INSTRUCTIONS:
1 - Name the kinds of third-party material that the agreement excerpt says the System may use or include.
2 - Summarize the agreement excerpt in two sentences.

____ SELECTED EXCERPT

3. QSR HOSTING. The Service is available to Client only through a hosted environment, which hosted environment is currently managed by QSR. Client acknowledges that its access and use of the Service will be through the Internet only. Client further acknowledges and agrees that QSR's hosting activities may involve a QSR third-party vendor, and that certain information pertaining to Client necessary for such third-party vendor to perform its obligations may be provided by QSR to that third party vendor for Client to use the Service.
4. THIRD PARTY COMPONENTS. The System is based on software developed and owned by Company and/or its licensors, and may use or include third party software, files and components that are subject to open source and third-party license terms (“Third Party Components”). Client’s right to use such Third-Party Components as part of, or in connection with, the System is subject to any applicable acknowledgements and license terms attached to such Third-Party Components, contained therein or related thereto. If there is a conflict between the licensing terms of such Third-Party Components and this Agreement, the licensing terms of the Third-Party Components shall prevail in connection with the related Third Party Components. Such Third-Party Components are provided on an “AS IS” basis without any warranty of any kind and shall be subject to any and all limitations and conditions required by such third parties. Under no circumstances shall the System or any portion thereof (except for the Third-Party Components contained therein) be deemed to be “open source” or “publicly available” software.

________
____ DATA EXCERPT

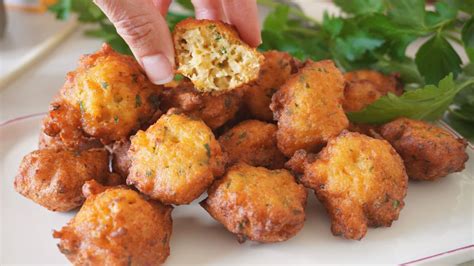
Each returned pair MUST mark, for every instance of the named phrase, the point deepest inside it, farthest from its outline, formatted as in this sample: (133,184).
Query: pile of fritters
(126,150)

________

ANSWERS FOR THE EXERCISE:
1 - Software, files and components.

2 - The Service is available to Client only over the Internet through a hosted environment currently managed by QSR, and QSR may give a third-party hosting vendor the Client information that vendor needs. The System may include third-party software, files and components that are governed by their own license terms, which prevail in a conflict, and are provided "AS IS" without warranty, while no other part of the System is to be deemed open source or publicly available.